»»

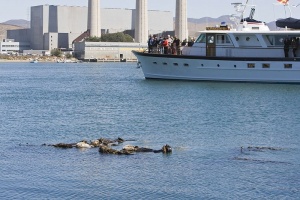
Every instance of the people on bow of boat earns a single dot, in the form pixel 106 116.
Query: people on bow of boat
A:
pixel 168 44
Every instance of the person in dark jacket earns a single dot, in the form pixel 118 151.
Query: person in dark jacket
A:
pixel 286 47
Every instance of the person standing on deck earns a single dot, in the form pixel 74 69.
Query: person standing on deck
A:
pixel 150 44
pixel 286 47
pixel 295 44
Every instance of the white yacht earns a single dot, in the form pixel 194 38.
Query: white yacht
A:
pixel 246 52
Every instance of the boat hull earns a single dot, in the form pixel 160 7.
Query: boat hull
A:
pixel 202 68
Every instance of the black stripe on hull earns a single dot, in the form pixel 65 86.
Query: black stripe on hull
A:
pixel 297 59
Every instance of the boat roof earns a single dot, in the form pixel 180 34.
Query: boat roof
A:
pixel 279 32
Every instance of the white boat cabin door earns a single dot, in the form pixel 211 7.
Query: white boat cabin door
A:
pixel 211 44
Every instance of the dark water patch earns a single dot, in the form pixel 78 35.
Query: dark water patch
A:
pixel 260 160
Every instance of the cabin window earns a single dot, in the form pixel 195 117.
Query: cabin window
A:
pixel 201 38
pixel 251 65
pixel 211 39
pixel 288 66
pixel 271 39
pixel 265 65
pixel 223 39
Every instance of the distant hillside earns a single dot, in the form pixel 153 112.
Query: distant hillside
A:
pixel 5 27
pixel 18 22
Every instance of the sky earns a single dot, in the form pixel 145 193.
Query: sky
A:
pixel 265 9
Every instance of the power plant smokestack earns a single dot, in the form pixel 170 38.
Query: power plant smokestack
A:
pixel 141 25
pixel 181 25
pixel 94 24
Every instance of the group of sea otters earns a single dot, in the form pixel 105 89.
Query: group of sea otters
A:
pixel 105 146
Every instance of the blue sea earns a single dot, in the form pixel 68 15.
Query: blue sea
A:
pixel 229 140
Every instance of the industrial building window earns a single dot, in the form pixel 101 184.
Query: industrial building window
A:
pixel 288 66
pixel 265 65
pixel 251 65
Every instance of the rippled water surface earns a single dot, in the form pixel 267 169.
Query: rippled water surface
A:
pixel 206 123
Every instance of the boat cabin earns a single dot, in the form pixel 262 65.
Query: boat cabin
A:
pixel 250 39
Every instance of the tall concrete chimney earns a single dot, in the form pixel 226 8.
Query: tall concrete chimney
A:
pixel 181 25
pixel 94 24
pixel 141 23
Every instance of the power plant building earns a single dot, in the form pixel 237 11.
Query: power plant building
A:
pixel 57 26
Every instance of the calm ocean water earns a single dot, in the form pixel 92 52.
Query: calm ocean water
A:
pixel 206 123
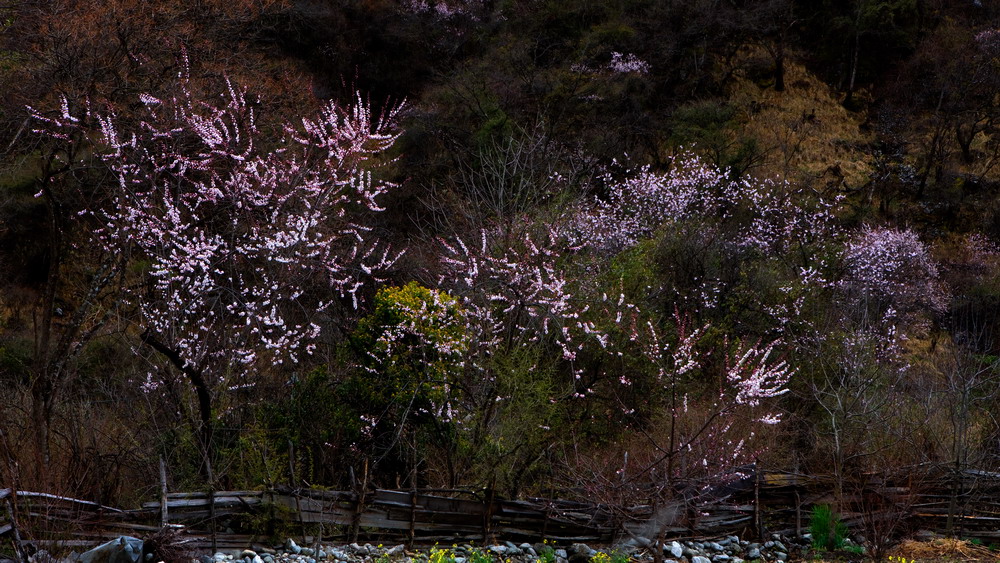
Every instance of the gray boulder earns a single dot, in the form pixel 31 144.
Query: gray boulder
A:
pixel 124 549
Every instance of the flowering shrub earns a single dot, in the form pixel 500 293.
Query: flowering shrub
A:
pixel 892 270
pixel 233 235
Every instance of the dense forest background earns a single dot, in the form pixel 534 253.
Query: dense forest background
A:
pixel 540 246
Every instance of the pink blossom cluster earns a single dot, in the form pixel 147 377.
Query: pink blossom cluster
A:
pixel 519 293
pixel 892 268
pixel 989 39
pixel 643 201
pixel 235 234
pixel 627 63
pixel 445 10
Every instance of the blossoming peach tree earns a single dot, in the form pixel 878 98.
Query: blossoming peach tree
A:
pixel 232 234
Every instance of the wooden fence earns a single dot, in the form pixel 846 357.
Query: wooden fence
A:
pixel 966 505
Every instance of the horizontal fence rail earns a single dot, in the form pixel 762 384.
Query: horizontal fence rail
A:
pixel 965 504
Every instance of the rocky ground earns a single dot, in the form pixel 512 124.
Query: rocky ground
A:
pixel 730 549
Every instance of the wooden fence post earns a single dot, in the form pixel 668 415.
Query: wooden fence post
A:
pixel 164 516
pixel 18 548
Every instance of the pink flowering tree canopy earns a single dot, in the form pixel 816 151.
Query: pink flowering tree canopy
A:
pixel 233 236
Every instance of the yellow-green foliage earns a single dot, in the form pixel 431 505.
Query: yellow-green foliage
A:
pixel 413 342
pixel 805 132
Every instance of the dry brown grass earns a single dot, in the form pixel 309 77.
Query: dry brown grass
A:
pixel 944 549
pixel 806 132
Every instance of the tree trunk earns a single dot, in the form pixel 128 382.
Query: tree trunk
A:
pixel 202 392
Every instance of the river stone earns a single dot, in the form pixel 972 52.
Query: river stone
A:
pixel 676 549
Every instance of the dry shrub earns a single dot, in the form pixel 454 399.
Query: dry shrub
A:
pixel 944 549
pixel 167 545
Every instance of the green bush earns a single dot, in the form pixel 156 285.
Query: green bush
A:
pixel 827 530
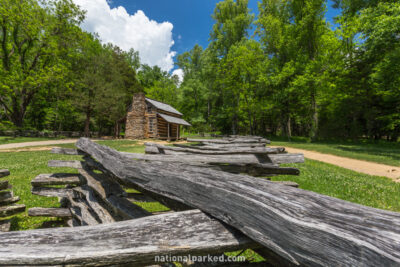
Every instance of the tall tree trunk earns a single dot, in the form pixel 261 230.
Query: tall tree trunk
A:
pixel 289 128
pixel 314 119
pixel 87 122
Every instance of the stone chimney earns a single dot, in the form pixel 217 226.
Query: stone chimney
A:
pixel 135 119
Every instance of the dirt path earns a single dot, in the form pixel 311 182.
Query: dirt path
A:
pixel 37 143
pixel 361 166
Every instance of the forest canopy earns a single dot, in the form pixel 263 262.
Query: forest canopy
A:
pixel 286 71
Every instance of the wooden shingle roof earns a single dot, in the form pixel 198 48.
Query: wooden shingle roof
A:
pixel 163 106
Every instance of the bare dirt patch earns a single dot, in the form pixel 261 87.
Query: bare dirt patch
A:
pixel 361 166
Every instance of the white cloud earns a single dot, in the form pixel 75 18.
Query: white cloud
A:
pixel 179 73
pixel 153 40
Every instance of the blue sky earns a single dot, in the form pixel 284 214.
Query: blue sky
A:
pixel 157 29
pixel 191 18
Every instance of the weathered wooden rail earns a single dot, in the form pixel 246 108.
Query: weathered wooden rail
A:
pixel 7 202
pixel 287 225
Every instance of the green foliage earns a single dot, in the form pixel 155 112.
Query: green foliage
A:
pixel 294 76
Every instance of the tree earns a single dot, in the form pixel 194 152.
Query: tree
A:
pixel 34 39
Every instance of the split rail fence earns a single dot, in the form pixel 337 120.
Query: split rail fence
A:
pixel 217 205
pixel 7 202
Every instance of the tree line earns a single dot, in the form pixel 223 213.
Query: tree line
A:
pixel 286 71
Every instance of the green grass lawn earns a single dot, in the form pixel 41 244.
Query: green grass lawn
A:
pixel 319 177
pixel 10 139
pixel 383 152
pixel 378 192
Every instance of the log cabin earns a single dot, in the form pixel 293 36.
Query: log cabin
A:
pixel 149 118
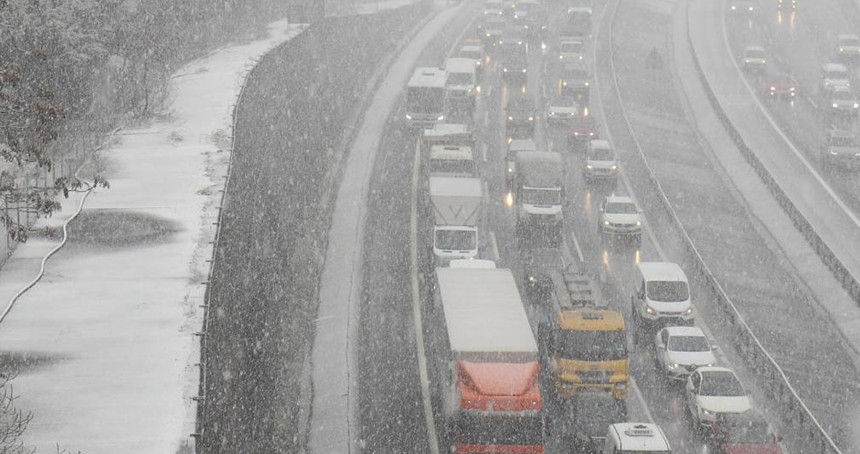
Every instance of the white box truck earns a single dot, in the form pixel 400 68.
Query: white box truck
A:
pixel 457 212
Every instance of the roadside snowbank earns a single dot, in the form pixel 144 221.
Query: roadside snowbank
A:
pixel 105 341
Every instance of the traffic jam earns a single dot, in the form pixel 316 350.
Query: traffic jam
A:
pixel 535 346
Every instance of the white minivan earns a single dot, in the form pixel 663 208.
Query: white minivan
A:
pixel 661 296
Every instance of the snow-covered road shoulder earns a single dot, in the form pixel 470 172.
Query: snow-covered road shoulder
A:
pixel 105 342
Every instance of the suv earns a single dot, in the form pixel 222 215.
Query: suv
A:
pixel 833 75
pixel 600 161
pixel 520 120
pixel 848 47
pixel 620 217
pixel 841 101
pixel 661 296
pixel 839 148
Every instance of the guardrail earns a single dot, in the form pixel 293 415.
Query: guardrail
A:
pixel 806 434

««

DIRECTIONS FOR THIS TASK:
Edit the data above so that every occurrence of "earns a single dot" reads "is marked with one point", with all other text left unchanged. Leave the pictures out of your output.

OUTPUT FOR THIS TASK:
Every instance of the people on bow of boat is marked with one point, in the form pixel 106 116.
Query: people on bow of boat
A:
pixel 168 44
Every instance of the person in dark jacket is marked with one point, in the form pixel 118 151.
Query: person in dark jacket
A:
pixel 286 47
Every instance of the person standing on deck is marked with one point, in the form pixel 74 69.
Query: person standing on deck
A:
pixel 150 44
pixel 286 47
pixel 295 44
Every instance of the white yacht is marked with one point, in the form pixel 194 38.
Query: white yacht
A:
pixel 246 52
Every instance of the boat hull is marked with one point, in the form pixel 160 7.
Query: boat hull
A:
pixel 202 68
Every instance of the black stripe on hull is marked with one point, in the form pixel 65 86.
Query: black stripe on hull
A:
pixel 297 59
Every instance of the boat roof is marked with one point, in the form pixel 180 34.
Query: boat roof
A:
pixel 279 32
Every instance of the white boat cabin door is marked with one point, in the form pixel 211 7.
Query: white boat cabin door
A:
pixel 211 44
Every instance of the dark water patch is marked with one point, in the form pixel 78 35.
Query: dark water patch
A:
pixel 260 160
Every instance of the cabin window is marked with one point, in the form pixel 195 117.
Query: cabin window
A:
pixel 201 38
pixel 251 65
pixel 211 39
pixel 288 66
pixel 271 39
pixel 265 65
pixel 223 39
Every instance of the distant hillside is marked with one point, in the form pixel 153 112.
Query: distant hillside
A:
pixel 5 27
pixel 18 22
Every instance of the sky is marked with one point, in the form pixel 145 193.
Query: sky
A:
pixel 265 9
Every instance of the power plant smokestack is marked with one point, in the form pixel 170 38.
Query: power plant smokestack
A:
pixel 141 25
pixel 181 25
pixel 94 24
Every instance of the group of sea otters is marked with one point, in the form pixel 105 89.
Query: group of sea otters
A:
pixel 105 146
Every instance of the blue sea is marked with one point, in the form pixel 68 15.
Query: blue sea
A:
pixel 229 140
Every instance of the industrial building window is marked with one point, in the form pixel 101 184.
Query: industrial building window
A:
pixel 288 66
pixel 265 65
pixel 251 65
Every instance of the rippled water surface is marked with one point, in the form pixel 267 169.
Query: rippled water surface
A:
pixel 206 123
Every instance of the boat cabin is marked with one point, in the form pixel 262 65.
Query: boat cabin
A:
pixel 250 39
Every instance of the tall concrete chimney is marked with one point, in the form pixel 226 8.
Query: tall concrete chimney
A:
pixel 181 25
pixel 94 24
pixel 141 23
Every instance of the power plant building is marked with one point, in the form pixel 237 11.
Query: power plant building
A:
pixel 57 26
Every instance of the calm ocean water is marked with one point, in the form pixel 92 52.
Query: calm ocean water
A:
pixel 206 123
Every instance of the gray boulder is marked with one point, in the form pixel 31 144.
Query: gray boulder
A:
pixel 124 549
Every instance of the flowering shrub is marked with one point, in the form pixel 500 293.
Query: flowering shrub
A:
pixel 892 270
pixel 233 235
Every instance of the dense forest background is marked with one point, in the form pixel 534 253.
Query: dense forest background
A:
pixel 540 246
Every instance of the pink blossom cluster is marked with one point, in the form pixel 147 377.
Query: pink blossom cluster
A:
pixel 519 293
pixel 892 268
pixel 989 39
pixel 643 201
pixel 235 234
pixel 627 63
pixel 445 10
Every instance of the blossoming peach tree is marked with one point, in the form pixel 878 98.
Query: blossoming peach tree
A:
pixel 232 234
Every instance of the wooden fence is marked with one point, in the form pixel 846 357.
Query: wooden fence
A:
pixel 966 505
Every instance of the horizontal fence rail is marked with one point, in the form pixel 762 384.
Query: horizontal fence rail
A:
pixel 965 504
Every instance of the rocky ground is marked with one point, in the form pixel 512 124.
Query: rocky ground
A:
pixel 730 549
Every instance of the wooden fence post is marked with one point, in the form pixel 668 415.
Query: wooden fence post
A:
pixel 164 516
pixel 18 548
Every instance of the pink flowering tree canopy is marked with one point, in the form pixel 816 151.
Query: pink flowering tree canopy
A:
pixel 233 236
Every instance of the yellow-green foliage is marked with one point, in the form pixel 431 505.
Query: yellow-green foliage
A:
pixel 413 342
pixel 805 132
Every instance of the dry brown grass is marked with one point, in the form pixel 309 77.
Query: dry brown grass
A:
pixel 944 549
pixel 806 132
Every instance of the tree trunk is marked with one point, in the form pixel 128 382.
Query: tree trunk
A:
pixel 202 392
Every instance of the river stone is marked with one point, in the form pixel 972 52.
Query: river stone
A:
pixel 676 549
Every instance of the dry shrub is marked with one point, in the form pixel 454 399.
Query: dry shrub
A:
pixel 944 549
pixel 167 545
Every instance of the green bush is marked with one point, in the form pixel 156 285.
Query: green bush
A:
pixel 827 530
Every instance of the tall tree trunk is marked with one point, in the form pixel 261 230.
Query: tall tree trunk
A:
pixel 289 128
pixel 314 119
pixel 87 122
Every instance of the stone chimney is marked with one point, in the form pixel 217 226.
Query: stone chimney
A:
pixel 135 119
Every instance of the dirt path is marked with one point, in the form pixel 311 182.
Query: dirt path
A:
pixel 37 143
pixel 361 166
Every instance of the forest canopy is marked with one point, in the form pixel 263 262.
Query: forest canopy
A:
pixel 286 71
Every instance of the wooden shingle roof is marked with one point, in the form pixel 198 48.
Query: wooden shingle roof
A:
pixel 163 106
Every instance of the bare dirt patch is marked with one point, in the form pixel 261 87.
Query: bare dirt patch
A:
pixel 361 166
Every instance of the white cloud is marked with one point, in the form pixel 75 18.
Query: white cloud
A:
pixel 179 73
pixel 153 40
Every instance of the blue sky is marked with one point, in the form pixel 284 214.
Query: blue sky
A:
pixel 157 29
pixel 191 18
Every instance of the weathered wooden rail is marked with one point, in the form pixel 246 108.
Query: weathered wooden rail
A:
pixel 7 202
pixel 287 225
Every instance of the green foliage is marked with one point, in the form pixel 155 112.
Query: green foliage
A:
pixel 294 76
Every instance of the tree is marked with one point, in the form pixel 194 152.
Query: tree
A:
pixel 34 39
Every instance of the split rail fence is marked with one point, in the form pixel 337 120.
Query: split rail fence
A:
pixel 217 205
pixel 7 202
Every instance of the tree line is marked with one point, in the form pixel 223 213.
Query: tree line
A:
pixel 286 71
Every instance of the green grass lawn is marked with one point, in the form pixel 41 244.
Query: green grass lawn
A:
pixel 319 177
pixel 10 139
pixel 383 152
pixel 378 192
Every instance of the log cabin is marked with one point, in the form pixel 293 36.
Query: log cabin
A:
pixel 149 118
Every instance of the white box truck is marked with one point, in the form pixel 400 68.
Query: white box truck
A:
pixel 457 212
Every instance of the roadside snowbank is marked with one point, in the form pixel 144 221.
Query: roadside snowbank
A:
pixel 105 341
Every instance of the traffic jam is marked with one point, in the form pixel 316 350.
Query: traffic jam
A:
pixel 535 346
Every instance of the white minivan is marked with one point, in the form pixel 663 208.
Query: white minivan
A:
pixel 661 296
Every instance of the snow-covered road shoulder is marked with one point, in the form pixel 470 172.
Query: snow-covered road shoulder
A:
pixel 105 342
Every instance of the suv is marked with one point, in the form pixel 222 215.
Query: suv
A:
pixel 833 75
pixel 600 161
pixel 520 120
pixel 848 47
pixel 620 217
pixel 841 101
pixel 661 296
pixel 839 148
Every instance of the guardrail is marked with one point, in the form pixel 293 415.
Query: guardrail
A:
pixel 806 434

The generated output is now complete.